▸ **Consigne**: D'après le texte sur l'aide au Karamoja, combien de familles vulnérables reçoivent chaque mois une somme d'argent pendant cinq mois ?

━━━ Texte fourni ━━━

Avec sa première aide de 25 euros, Ngorok Angolekori a acheté une nouvelle poule et de la nourriture pour les enfants. Elle a retrouvé le courage de vivre et essaie de fournir ce qu’il y a de mieux à ses deux petits-enfants. © Tim Dirven

Au Karamoja, nous venons en aide à quelque 1 559 familles vulnérables pendant cinq mois en leur donnant tous les mois une somme de 20 à 25 euros, pour leur permettre de passer la saison sèche. Ce sont principalement des personnes handicapées, âgées ou des malades chroniques et des sans-abris. Pour nombre d’entre elles, cette somme modeste fait la différence entre la vie et la mort.

« Sans ce don inconditionnel, je ne serais plus en vie aujourd’hui », affirme Ngorok Angolekori. « Vous voyez comment je suis aujourd’hui, eh bien ça n’a plus rien à voir avec comment j’étais il y a quelques mois. À l’époque, j’étais mourante. Les gens de ma communauté me mettaient de temps en temps un peu de nourriture en bouche, mais je n’étais plus capable d’aller chercher de l’eau à un kilomètre. »

Les femmes telles que Margret et Ngorok ne sont pas des exceptions. Les pillages violents touchent quasiment tous les villages de la région.

Les femmes appellent à la paix

En plein centre de la petite place du marché, Abibah Moru raconte comment son fils a été assassiné par des pilleurs. © Tim Dirven

En plein centre de la petite place du marché de Nawaikorot, un groupe de femmes joue une pièce de théâtre qui attire l’attention. C’est le forum pour la paix d’Abibah Moru, une fervente défenseuse de la paix. Elles reproduisent une scène de pillage violent, qui est suivie d’une série de témoignages. Abibah prend la parole en premier. Ces deux dernières années, elle a été victime de cinq pillages et a perdu au total 45 chèvres, 15 vaches, plus de 30 poules, ainsi que des vêtements et des ustensiles de cuisine. Mais cela ne s’est pas arrêté là :

Abibah Moru : « Mon histoire doit être racontée et chaque mère doit à son tour la raconter à ses fils. Je suis prête à mettre ma vie en jeu pour cela. » © Tim Dirven

« La semaine dernière, dans la nuit du 4 au 5 décembre, peu après minuit, ils ont à nouveau frappé. Nous avons entendu quatre détonations, trois ont touché leur cible : à la cuisse, dans le bas du dos et à la tête. Il est mort sur le coup. Mon fils, John Moru, a été assassiné par des pilleurs. Il n’avait que 26 ans et laisse derrière lui une femme de 25 ans et deux jeunes enfants », explique-t-elle à un vaste public présent sur la place du marché, le visage empli de larmes.

━━━ Données fournies ━━━

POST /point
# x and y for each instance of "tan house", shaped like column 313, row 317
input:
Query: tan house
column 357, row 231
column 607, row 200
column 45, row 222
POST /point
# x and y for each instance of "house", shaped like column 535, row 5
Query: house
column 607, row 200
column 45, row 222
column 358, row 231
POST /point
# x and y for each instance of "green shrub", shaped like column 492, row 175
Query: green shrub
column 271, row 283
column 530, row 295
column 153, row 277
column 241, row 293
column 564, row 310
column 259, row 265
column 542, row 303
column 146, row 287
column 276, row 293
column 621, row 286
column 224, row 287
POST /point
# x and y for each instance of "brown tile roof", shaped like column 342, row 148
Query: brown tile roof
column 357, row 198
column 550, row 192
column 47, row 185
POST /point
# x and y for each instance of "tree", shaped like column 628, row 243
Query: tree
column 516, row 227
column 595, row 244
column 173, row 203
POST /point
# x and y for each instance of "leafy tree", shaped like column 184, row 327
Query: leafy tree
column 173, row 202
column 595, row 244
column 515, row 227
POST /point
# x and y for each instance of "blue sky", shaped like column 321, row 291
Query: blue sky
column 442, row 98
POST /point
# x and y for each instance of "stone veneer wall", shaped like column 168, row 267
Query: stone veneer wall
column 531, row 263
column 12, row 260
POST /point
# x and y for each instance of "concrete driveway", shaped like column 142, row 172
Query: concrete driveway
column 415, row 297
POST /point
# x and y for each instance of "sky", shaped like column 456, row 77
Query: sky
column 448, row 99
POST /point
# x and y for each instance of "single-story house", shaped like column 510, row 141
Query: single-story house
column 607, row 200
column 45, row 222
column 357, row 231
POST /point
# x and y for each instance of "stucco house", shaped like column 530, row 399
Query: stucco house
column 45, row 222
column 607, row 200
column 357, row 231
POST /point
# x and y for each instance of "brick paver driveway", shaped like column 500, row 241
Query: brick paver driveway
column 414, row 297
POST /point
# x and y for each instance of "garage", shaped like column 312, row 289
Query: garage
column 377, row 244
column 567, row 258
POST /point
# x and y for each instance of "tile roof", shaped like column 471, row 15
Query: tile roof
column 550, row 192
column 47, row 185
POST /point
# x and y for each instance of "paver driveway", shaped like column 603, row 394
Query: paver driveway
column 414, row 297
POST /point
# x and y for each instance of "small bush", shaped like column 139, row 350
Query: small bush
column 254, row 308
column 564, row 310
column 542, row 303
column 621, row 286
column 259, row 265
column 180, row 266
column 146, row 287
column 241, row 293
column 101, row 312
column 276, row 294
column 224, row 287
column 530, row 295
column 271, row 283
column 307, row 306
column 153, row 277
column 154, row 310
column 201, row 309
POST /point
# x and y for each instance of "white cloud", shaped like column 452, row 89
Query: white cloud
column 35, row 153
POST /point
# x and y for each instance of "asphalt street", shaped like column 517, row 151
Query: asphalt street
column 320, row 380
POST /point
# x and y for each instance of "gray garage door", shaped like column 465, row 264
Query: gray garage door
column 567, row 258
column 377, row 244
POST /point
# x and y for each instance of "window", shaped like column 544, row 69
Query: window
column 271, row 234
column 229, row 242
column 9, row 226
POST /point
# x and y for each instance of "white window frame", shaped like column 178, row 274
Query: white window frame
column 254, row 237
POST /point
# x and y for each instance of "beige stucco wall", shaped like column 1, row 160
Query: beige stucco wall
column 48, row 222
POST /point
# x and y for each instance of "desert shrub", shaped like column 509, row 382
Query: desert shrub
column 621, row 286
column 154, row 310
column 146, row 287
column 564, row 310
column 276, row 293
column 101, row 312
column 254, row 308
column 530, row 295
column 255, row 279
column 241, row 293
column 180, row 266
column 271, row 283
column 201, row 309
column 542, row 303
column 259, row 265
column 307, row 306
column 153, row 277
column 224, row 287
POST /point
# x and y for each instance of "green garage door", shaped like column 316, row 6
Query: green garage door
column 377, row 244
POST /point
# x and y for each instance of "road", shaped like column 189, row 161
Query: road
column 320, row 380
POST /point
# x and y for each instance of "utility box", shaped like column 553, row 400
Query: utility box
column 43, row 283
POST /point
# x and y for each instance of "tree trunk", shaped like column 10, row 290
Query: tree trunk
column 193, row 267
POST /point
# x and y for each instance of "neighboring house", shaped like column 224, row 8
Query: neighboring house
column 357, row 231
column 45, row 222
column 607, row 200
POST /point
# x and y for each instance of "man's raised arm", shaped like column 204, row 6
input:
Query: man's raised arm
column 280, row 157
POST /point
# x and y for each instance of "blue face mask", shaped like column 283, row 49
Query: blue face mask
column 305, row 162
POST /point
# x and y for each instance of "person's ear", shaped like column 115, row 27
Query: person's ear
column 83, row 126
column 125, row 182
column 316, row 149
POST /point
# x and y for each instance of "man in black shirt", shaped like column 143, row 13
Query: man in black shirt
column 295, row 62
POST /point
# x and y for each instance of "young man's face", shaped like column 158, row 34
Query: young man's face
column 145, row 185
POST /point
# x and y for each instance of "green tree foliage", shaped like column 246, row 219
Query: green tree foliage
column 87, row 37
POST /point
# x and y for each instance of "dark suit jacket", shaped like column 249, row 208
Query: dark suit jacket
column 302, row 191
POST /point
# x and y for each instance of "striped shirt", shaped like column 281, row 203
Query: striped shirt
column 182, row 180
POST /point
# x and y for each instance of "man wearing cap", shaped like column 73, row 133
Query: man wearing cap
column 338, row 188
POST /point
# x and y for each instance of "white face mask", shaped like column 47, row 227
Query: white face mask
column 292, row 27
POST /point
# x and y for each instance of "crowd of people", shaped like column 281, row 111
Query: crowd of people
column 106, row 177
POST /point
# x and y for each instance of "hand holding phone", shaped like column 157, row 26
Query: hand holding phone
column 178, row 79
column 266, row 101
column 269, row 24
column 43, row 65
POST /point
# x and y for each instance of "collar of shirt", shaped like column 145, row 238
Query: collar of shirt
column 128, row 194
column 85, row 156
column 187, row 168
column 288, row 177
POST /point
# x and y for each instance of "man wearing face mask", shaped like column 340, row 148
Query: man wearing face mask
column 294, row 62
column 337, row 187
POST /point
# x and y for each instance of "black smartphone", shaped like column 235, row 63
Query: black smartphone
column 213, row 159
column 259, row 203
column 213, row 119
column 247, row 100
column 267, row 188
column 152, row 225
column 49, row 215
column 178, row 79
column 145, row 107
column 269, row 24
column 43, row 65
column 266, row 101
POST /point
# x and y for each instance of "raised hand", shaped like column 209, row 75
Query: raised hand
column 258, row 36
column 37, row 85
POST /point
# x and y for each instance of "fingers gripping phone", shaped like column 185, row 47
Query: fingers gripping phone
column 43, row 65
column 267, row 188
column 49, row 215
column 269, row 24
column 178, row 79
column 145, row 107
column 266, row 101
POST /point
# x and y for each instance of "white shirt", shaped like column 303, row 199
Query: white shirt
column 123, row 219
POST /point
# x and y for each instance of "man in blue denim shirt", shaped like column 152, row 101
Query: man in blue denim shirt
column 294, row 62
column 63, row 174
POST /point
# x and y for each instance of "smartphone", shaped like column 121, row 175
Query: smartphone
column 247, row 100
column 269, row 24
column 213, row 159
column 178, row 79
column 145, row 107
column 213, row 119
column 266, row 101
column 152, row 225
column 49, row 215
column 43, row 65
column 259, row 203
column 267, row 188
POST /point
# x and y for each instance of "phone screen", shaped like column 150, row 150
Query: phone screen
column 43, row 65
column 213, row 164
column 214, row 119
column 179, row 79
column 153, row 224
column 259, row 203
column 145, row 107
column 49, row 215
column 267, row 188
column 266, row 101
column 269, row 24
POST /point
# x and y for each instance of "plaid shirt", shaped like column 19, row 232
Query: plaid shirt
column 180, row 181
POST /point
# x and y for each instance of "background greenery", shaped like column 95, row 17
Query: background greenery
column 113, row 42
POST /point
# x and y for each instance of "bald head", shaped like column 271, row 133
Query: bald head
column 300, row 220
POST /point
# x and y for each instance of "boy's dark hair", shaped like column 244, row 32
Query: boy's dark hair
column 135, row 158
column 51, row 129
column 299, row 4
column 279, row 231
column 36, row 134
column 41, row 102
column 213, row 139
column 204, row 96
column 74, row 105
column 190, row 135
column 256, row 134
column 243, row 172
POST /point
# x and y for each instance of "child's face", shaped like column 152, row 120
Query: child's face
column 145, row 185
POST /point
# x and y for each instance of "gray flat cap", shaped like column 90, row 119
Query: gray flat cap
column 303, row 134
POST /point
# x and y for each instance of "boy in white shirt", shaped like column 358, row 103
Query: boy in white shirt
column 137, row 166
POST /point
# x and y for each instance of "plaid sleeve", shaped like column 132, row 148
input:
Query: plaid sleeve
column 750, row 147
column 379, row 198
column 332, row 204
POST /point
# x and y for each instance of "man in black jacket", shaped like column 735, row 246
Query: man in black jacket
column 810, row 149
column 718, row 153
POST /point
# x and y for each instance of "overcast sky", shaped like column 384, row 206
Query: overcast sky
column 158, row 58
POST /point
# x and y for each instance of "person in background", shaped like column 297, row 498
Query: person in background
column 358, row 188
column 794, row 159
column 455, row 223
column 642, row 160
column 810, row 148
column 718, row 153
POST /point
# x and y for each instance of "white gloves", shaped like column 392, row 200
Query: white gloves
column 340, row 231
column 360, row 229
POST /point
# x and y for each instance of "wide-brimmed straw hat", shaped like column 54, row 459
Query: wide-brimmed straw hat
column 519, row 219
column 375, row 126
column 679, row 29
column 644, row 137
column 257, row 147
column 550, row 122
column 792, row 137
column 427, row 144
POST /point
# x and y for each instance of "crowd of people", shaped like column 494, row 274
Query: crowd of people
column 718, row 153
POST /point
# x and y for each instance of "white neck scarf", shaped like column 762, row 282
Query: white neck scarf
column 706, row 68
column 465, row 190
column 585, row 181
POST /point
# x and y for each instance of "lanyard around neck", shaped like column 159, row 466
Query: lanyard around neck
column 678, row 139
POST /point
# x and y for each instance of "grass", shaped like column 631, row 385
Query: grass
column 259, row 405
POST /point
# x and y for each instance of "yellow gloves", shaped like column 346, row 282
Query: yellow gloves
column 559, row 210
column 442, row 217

━━━

▸ **Réponse**: Quelque 1 559 familles vulnérables.